*QUOTED TEXT*

************

After The Jerusalem Post reported that Amnesty International implicated Mahallati in crimes against humanity for the massacre of at least 5,000 political prisoners in 1988 and that Mahallati repeatedly called to eliminate the Jewish state at the UN, a source said a New York Post reporter contacted Columbia University.
The source told the Post that Jon Levine, a prominent reporter for the New York Post, the fourth largest paper in the US, contacted Columbia’s management, prompting the university to remove Mahallati’s webpage entry on March 8. Levine declined to comment.
A Columbia University spokesperson told the Post that "Professor Mahallati is on the faculty of Oberlin College. He is not employed or paid by Columbia, and there are no arrangements in place for him to come to the university as an instructor or visiting research fellow."
The university spokesperson said that “Mahallati was an adjunct at Columbia 24 years ago.”
Caroline Adelman, director of media relations for Colubmia, sent a text message to Lawdan Bazargan, an Iranian-American, whose brother Bijan was murdered by the Islamic Republic during the 1988 massacre, stating “Any reference to Prof. Mahallati you may have seen on a Columbia website was posted in error and has been deleted.”

************

*THE INPUT*
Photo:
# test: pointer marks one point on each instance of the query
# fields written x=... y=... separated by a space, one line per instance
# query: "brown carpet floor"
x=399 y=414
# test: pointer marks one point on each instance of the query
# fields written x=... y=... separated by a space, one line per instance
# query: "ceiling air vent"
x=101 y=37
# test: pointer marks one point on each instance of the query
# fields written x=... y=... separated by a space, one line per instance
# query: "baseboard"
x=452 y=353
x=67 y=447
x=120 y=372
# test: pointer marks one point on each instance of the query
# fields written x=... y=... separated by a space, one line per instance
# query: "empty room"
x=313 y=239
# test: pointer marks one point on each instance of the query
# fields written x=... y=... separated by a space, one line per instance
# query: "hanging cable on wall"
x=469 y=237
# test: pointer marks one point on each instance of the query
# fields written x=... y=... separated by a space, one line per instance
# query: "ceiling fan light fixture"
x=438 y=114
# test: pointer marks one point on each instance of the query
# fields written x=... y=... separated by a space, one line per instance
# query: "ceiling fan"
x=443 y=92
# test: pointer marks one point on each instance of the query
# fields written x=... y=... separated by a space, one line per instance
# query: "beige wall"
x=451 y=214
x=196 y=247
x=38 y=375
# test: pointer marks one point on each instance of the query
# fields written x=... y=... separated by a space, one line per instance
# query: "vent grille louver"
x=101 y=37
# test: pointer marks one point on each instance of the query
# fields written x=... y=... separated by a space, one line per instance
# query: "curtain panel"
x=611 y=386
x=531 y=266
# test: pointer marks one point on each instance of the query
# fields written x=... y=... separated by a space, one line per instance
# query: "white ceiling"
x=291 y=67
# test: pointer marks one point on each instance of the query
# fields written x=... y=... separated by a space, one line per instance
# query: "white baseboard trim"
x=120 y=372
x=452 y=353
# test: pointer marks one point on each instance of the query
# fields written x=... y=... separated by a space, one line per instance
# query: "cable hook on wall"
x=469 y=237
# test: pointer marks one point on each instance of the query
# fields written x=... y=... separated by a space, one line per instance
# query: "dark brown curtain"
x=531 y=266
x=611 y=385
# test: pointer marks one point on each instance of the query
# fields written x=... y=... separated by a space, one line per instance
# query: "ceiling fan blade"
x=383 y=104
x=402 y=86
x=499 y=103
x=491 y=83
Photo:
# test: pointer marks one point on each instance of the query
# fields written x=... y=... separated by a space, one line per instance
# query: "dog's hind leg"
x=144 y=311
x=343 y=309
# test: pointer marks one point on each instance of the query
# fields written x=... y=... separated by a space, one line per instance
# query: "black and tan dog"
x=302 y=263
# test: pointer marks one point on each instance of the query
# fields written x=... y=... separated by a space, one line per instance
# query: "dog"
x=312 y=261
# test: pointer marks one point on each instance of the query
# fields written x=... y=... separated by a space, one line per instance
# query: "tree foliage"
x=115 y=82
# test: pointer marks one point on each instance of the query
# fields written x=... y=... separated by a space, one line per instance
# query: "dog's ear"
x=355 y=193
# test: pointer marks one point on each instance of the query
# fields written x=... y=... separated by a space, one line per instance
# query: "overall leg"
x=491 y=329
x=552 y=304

************

*TASKS TO CARRY OUT*
1. Translate this sentence from the news passage into Spanish: "Levine declined to comment."
2. Find each line in the rows that contains the string "white" and copy those lines, treating uppercase and lowercase as different.
The news passage and the rows come from separate sources.

*OUTPUTS IN ORDER*
1. Levine declinó hacer comentarios.

2.
# query: "white ceiling"
# query: "white baseboard trim"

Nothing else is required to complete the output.